# [Task goal]
Copy every item below word for word, leaving out the pictures.

# [Dataset rows]
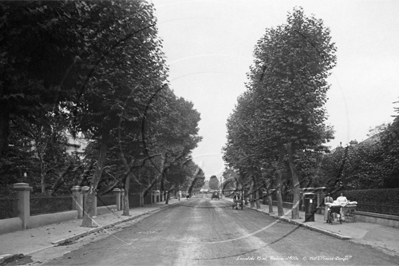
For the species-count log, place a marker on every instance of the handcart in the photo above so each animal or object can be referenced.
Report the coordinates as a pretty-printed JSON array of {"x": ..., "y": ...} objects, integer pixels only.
[
  {"x": 237, "y": 204},
  {"x": 349, "y": 212},
  {"x": 334, "y": 209}
]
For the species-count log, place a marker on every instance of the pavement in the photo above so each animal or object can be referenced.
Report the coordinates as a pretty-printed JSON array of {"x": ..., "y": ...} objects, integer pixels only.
[
  {"x": 18, "y": 244},
  {"x": 384, "y": 238}
]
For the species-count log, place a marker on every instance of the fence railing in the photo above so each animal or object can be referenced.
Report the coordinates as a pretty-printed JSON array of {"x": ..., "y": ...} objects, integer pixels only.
[
  {"x": 43, "y": 205},
  {"x": 8, "y": 208},
  {"x": 106, "y": 200},
  {"x": 377, "y": 208}
]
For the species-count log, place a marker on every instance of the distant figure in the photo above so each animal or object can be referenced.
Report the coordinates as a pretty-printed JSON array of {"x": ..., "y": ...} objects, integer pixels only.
[
  {"x": 342, "y": 199},
  {"x": 236, "y": 199},
  {"x": 327, "y": 199}
]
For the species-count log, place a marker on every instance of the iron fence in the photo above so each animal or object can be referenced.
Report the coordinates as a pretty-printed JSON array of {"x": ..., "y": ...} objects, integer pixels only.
[
  {"x": 43, "y": 205},
  {"x": 377, "y": 208},
  {"x": 8, "y": 208},
  {"x": 106, "y": 200}
]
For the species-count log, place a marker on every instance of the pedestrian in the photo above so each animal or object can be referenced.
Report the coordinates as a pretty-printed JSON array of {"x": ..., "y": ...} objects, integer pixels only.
[
  {"x": 327, "y": 199},
  {"x": 236, "y": 199},
  {"x": 342, "y": 199}
]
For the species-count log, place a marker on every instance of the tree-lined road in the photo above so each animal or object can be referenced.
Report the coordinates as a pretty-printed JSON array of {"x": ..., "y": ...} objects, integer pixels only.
[{"x": 204, "y": 232}]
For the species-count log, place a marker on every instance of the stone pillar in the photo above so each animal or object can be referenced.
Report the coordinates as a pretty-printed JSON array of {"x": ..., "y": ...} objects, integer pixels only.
[
  {"x": 95, "y": 204},
  {"x": 123, "y": 198},
  {"x": 23, "y": 195},
  {"x": 118, "y": 193},
  {"x": 85, "y": 193},
  {"x": 77, "y": 200}
]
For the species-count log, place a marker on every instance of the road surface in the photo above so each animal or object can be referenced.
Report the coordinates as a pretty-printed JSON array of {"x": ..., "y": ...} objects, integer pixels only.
[{"x": 200, "y": 231}]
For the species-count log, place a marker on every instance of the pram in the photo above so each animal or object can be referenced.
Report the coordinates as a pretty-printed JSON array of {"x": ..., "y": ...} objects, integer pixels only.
[{"x": 334, "y": 209}]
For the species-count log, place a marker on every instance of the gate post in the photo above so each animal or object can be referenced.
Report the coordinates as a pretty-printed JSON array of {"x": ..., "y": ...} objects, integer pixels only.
[
  {"x": 77, "y": 200},
  {"x": 23, "y": 195}
]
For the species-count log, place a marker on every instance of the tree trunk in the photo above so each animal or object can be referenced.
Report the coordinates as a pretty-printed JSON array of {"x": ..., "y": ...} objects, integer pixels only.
[
  {"x": 126, "y": 197},
  {"x": 279, "y": 175},
  {"x": 295, "y": 185},
  {"x": 89, "y": 210},
  {"x": 256, "y": 192},
  {"x": 4, "y": 129},
  {"x": 270, "y": 200},
  {"x": 167, "y": 197}
]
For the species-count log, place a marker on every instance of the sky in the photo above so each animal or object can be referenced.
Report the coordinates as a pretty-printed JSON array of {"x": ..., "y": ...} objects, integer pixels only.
[{"x": 209, "y": 45}]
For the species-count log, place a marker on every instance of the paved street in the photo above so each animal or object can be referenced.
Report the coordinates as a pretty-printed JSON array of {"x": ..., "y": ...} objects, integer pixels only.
[{"x": 204, "y": 232}]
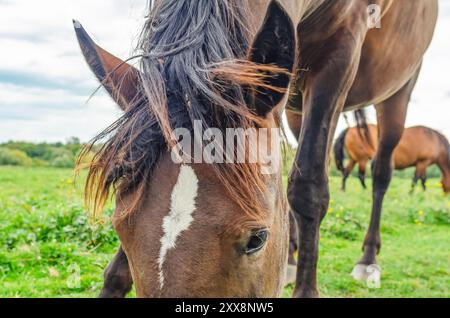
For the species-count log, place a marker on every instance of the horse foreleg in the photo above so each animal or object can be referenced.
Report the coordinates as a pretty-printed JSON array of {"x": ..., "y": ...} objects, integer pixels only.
[
  {"x": 362, "y": 173},
  {"x": 118, "y": 281},
  {"x": 391, "y": 120},
  {"x": 308, "y": 192},
  {"x": 346, "y": 173}
]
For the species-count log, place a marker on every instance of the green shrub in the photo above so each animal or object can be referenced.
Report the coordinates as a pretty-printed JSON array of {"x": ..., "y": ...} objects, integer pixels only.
[{"x": 12, "y": 157}]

# [Task output]
For the species-count log, place a marker on every instance of the handcart in the photo above so each animal or object can be referenced.
Report the coordinates as a pretty-printed JSON array of {"x": ..., "y": ...} objects, integer pixels only.
[
  {"x": 237, "y": 204},
  {"x": 349, "y": 212},
  {"x": 334, "y": 209}
]
For the species-count log, place a marker on every instance of the pavement in the photo above so each animal or object can be referenced.
Report the coordinates as a pretty-printed JSON array of {"x": ..., "y": ...} objects, integer pixels only.
[
  {"x": 18, "y": 244},
  {"x": 384, "y": 238}
]
For the species-count log, place a marker on every instance of the fence railing in the photo above so each animal or object can be referenced.
Report the coordinates as a pretty-printed JSON array of {"x": ..., "y": ...} objects, integer pixels only.
[
  {"x": 43, "y": 205},
  {"x": 8, "y": 208},
  {"x": 106, "y": 200},
  {"x": 377, "y": 208}
]
For the species-count log, place a marker on every instance of the distant figure in the photo above so each animal or object can be referenced.
Report the coordinates as a pretty-printed JSON array of {"x": ..., "y": ...} objects, integer pixels only.
[
  {"x": 342, "y": 199},
  {"x": 236, "y": 199},
  {"x": 327, "y": 199}
]
For the species-count log, place a marker on every instance of the iron fence in the photo above so each animal or object can be referenced.
Report the coordinates as a pretty-printed JSON array of {"x": ..., "y": ...} objects, integer pixels only.
[
  {"x": 43, "y": 205},
  {"x": 377, "y": 208},
  {"x": 8, "y": 208},
  {"x": 106, "y": 200}
]
For the species-count log, place a marker on every instance of the pedestrian in the photo above so each animal or object can be referenced.
Report the coordinates as a pretty-printed JSON array of {"x": ..., "y": ...} objects, integer pixels only.
[
  {"x": 327, "y": 199},
  {"x": 236, "y": 199},
  {"x": 342, "y": 199}
]
For the species-count log, place a marker on every instance of the tree-lined road in the photo above so each animal or object can be referenced.
Report the coordinates as a pretty-printed JSON array of {"x": ..., "y": ...} objects, integer pixels only.
[{"x": 204, "y": 232}]
For the species-count log, place a marker on every instance of the stone pillar in the photo above so each animal or object can be referenced.
Report the coordinates as a pretty-printed JSON array of {"x": ..., "y": ...} objects, integer pixels only.
[
  {"x": 95, "y": 204},
  {"x": 123, "y": 198},
  {"x": 23, "y": 195},
  {"x": 118, "y": 193},
  {"x": 85, "y": 193},
  {"x": 77, "y": 200}
]
For the species-count log, place a marker on every instance of the road surface in the photo above so each animal or object can be referenced.
Report the coordinates as a pretty-printed JSON array of {"x": ..., "y": ...} objects, integer pixels only.
[{"x": 200, "y": 231}]
For the species-count log, place a marker on every instance of the pram in the photo above so each animal or object can be referenced.
Report the coordinates as a pretty-printed JSON array of {"x": ..., "y": ...} objects, integer pixels only.
[{"x": 334, "y": 209}]
For the species-count log, place a marker on every instance of the gate post in the photo above so each animal or object can be referenced.
Report the coordinates as a pretty-printed JSON array of {"x": ..., "y": ...} objects, integer pixels only.
[
  {"x": 77, "y": 200},
  {"x": 23, "y": 195}
]
For the species-count log, place a marker on every instance of the tree trunk in the photo above so each animal or object can be referenced.
Report the coordinates as a pretty-printed JSON array of {"x": ..., "y": ...} objects, integer pixels only.
[
  {"x": 126, "y": 197},
  {"x": 279, "y": 175},
  {"x": 295, "y": 185},
  {"x": 89, "y": 210},
  {"x": 256, "y": 192},
  {"x": 4, "y": 129},
  {"x": 270, "y": 200},
  {"x": 167, "y": 197}
]
For the species-count log, place a marker on every instance of the sky in the photo above so each animal or object can be referenced.
Report the coordinates as a pretty-printed JSON array of {"x": ..., "y": ...} objects, integer pixels only.
[{"x": 209, "y": 45}]
For the species-count log, place a marker on every instance of the paved street in the photo above so each animal or object can be referenced.
Report the coordinates as a pretty-printed JSON array of {"x": ..., "y": ...} objects, integer pixels only.
[{"x": 204, "y": 232}]
For the species-count log, place a marker on every instance of the horse foreleg in the photo above so each animal or object can be referenced.
Report the coordinates as a pretty-printed JSON array of {"x": ..., "y": ...} objects, integer pixels only.
[
  {"x": 362, "y": 173},
  {"x": 118, "y": 281},
  {"x": 391, "y": 120},
  {"x": 308, "y": 192},
  {"x": 346, "y": 173}
]
For the species-count log, place a marker on every instance of the green shrub in the photo above so each animal or object can be referenced.
Report the coordinates as a pretty-printed JSON array of {"x": ..., "y": ...} objects, integer pixels only.
[{"x": 12, "y": 157}]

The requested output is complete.